» **What the task requires**: Working from the top of the records below, reproduce each line exactly, ending once you have written the line containing "Tag one point on each instance of the gold cord".

» **Available data**:
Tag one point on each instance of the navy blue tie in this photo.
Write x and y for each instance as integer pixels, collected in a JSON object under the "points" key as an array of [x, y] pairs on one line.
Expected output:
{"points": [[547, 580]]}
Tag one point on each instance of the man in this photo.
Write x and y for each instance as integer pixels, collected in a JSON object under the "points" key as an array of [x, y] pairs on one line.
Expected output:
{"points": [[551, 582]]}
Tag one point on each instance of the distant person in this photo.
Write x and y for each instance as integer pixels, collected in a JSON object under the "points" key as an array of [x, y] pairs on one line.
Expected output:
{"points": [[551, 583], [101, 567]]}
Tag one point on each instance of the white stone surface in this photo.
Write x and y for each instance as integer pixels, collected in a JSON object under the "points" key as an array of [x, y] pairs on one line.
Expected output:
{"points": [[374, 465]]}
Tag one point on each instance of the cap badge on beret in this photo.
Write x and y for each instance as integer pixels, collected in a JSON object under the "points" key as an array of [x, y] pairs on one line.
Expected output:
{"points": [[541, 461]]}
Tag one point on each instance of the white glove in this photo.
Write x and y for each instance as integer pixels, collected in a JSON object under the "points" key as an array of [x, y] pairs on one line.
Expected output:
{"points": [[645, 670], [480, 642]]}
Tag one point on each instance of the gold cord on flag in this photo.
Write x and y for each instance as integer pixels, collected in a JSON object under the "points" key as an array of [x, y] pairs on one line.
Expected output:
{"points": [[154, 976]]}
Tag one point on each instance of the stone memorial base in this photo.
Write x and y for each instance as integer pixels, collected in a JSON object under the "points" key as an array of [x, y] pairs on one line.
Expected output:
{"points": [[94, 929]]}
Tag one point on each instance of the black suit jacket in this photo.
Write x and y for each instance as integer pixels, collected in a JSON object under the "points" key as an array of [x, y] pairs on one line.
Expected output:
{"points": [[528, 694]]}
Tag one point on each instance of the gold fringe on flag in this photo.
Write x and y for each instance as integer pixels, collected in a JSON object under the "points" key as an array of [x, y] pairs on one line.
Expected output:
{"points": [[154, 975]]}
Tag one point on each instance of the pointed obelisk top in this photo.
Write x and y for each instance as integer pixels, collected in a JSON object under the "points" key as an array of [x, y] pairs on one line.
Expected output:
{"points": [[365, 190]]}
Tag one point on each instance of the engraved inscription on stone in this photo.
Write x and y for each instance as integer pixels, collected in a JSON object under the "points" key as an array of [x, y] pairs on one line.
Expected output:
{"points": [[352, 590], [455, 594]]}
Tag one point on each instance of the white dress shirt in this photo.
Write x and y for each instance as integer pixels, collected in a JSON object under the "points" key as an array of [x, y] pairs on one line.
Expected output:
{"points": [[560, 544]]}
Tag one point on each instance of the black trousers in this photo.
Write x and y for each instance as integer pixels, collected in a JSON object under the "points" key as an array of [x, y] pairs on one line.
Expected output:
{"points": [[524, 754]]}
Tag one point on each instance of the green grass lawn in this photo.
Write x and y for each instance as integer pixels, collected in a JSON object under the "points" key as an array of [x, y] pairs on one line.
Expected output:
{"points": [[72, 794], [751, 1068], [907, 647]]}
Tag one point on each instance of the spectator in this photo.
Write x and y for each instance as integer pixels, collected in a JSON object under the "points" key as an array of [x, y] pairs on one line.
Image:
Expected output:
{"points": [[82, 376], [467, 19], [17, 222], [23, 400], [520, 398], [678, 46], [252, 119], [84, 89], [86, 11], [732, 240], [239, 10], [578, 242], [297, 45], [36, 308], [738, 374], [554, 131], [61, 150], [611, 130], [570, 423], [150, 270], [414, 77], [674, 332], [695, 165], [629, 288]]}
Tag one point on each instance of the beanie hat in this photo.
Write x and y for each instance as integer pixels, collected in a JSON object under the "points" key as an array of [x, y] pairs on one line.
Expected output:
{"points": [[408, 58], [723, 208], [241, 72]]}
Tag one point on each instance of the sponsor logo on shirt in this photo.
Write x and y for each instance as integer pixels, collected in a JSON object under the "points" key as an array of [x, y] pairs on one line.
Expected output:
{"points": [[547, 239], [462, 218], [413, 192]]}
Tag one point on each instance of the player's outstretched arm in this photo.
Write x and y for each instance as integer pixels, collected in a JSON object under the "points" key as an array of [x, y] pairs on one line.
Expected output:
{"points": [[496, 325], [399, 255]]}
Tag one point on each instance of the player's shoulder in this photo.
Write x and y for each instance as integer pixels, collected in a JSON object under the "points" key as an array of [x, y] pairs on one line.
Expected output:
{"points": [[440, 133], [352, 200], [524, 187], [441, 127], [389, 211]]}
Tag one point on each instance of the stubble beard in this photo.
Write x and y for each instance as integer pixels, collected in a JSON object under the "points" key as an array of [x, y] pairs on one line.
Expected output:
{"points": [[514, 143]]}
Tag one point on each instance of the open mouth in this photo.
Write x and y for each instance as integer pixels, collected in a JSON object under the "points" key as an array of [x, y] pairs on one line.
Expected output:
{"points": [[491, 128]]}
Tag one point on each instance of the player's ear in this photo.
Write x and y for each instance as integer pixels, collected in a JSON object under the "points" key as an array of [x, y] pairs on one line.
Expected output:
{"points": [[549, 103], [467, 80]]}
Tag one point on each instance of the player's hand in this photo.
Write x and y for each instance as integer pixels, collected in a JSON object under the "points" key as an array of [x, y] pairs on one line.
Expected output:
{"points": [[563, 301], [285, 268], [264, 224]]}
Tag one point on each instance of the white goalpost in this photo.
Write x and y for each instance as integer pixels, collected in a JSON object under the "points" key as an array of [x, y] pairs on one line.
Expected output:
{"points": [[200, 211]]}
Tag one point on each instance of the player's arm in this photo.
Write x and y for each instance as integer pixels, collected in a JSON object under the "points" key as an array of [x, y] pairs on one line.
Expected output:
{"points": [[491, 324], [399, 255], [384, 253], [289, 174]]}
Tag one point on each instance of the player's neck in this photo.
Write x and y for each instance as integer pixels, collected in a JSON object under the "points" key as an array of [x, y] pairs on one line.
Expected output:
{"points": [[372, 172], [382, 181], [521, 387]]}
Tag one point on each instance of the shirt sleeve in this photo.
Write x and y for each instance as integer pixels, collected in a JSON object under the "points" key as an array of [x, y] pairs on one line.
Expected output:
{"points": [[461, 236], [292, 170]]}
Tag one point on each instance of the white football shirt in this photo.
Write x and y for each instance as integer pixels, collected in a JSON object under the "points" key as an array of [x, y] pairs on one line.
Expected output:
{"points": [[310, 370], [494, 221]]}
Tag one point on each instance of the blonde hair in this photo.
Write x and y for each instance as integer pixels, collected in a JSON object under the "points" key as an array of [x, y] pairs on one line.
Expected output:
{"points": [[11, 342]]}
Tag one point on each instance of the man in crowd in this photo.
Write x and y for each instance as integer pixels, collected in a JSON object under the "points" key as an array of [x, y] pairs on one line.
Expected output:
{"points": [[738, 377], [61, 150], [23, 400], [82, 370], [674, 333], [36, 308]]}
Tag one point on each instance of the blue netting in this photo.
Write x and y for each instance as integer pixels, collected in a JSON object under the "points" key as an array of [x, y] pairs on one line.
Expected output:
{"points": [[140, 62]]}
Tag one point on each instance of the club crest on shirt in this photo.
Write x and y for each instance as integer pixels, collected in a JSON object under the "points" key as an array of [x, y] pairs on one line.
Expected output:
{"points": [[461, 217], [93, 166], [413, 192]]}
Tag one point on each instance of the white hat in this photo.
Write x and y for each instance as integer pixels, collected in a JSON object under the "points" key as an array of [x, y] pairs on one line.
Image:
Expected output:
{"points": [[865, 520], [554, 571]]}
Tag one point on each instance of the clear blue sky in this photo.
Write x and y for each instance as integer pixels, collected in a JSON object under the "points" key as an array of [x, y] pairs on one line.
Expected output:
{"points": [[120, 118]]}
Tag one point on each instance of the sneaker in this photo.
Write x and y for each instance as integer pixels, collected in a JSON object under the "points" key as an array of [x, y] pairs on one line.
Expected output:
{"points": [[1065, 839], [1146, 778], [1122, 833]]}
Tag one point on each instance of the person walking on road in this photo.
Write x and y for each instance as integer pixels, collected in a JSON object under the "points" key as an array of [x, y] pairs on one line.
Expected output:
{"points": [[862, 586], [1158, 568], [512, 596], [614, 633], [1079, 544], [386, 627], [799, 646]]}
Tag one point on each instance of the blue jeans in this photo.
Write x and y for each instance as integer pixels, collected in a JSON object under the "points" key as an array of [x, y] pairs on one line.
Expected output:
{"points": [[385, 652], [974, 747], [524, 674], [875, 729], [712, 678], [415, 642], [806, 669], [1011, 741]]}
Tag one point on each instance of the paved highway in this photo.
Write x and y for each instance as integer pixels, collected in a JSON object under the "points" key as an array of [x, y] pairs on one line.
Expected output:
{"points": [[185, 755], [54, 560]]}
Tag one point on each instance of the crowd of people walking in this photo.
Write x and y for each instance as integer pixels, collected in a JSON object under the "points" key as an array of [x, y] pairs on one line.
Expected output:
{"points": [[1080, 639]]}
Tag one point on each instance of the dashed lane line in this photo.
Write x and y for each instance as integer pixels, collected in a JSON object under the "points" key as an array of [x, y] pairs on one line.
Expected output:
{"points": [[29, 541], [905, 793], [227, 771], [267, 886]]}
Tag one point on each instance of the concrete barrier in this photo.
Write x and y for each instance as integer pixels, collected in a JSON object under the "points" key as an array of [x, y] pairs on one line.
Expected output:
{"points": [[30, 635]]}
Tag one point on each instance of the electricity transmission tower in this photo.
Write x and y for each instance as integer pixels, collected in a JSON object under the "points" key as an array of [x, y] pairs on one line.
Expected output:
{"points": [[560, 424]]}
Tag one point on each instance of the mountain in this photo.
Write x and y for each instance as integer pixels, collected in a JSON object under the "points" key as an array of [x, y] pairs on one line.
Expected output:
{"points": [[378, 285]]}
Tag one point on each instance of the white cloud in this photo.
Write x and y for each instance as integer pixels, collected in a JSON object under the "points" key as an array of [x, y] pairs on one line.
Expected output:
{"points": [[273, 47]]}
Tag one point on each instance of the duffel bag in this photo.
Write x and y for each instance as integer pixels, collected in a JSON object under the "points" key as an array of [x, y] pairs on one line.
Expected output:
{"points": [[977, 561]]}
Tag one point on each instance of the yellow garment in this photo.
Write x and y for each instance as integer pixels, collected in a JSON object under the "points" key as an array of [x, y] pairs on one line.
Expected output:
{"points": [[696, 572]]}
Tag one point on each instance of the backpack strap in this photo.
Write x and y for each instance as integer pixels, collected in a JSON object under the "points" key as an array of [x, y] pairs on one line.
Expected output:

» **Final answer**:
Tag one point on each instance of the navy blue tie in this photo.
Write x and y for each instance as integer pixels, collected in a JSON object under the "points" key as an array of [x, y] pairs on one line.
Expected output:
{"points": [[547, 580]]}
Tag one point on each instance of the man in this photo.
Write x and y for each instance as integer pixels, collected in a JSON object under the "points" key as an array of [x, y] pairs on one line.
Expected output:
{"points": [[551, 582]]}
Tag one point on each instance of the distant person in this photo.
Write x and y for each instance as integer pixels, collected in a JSON object under the "points" key as an array of [x, y] pairs on one line.
Expected output:
{"points": [[551, 583], [101, 567]]}
Tag one point on each instance of the white stone surface in this photo.
Write x and y for each instance as integer pixels, collected in a JSON object under the "points" key as an array of [x, y] pairs on one line.
Expected output:
{"points": [[374, 465]]}
Tag one point on each instance of the cap badge on beret in this photo.
Write x and y for each instance as integer pixels, collected in a JSON object under the "points" key as an array of [x, y] pairs on one line.
Expected output:
{"points": [[541, 461]]}
Tag one point on each instance of the white glove in this photo.
Write x and y for each instance as integer pixels, collected in a JSON object under the "points" key as an array of [x, y] pairs on one line.
Expected output:
{"points": [[645, 670], [480, 642]]}
Tag one point on each instance of the gold cord on flag in this photo.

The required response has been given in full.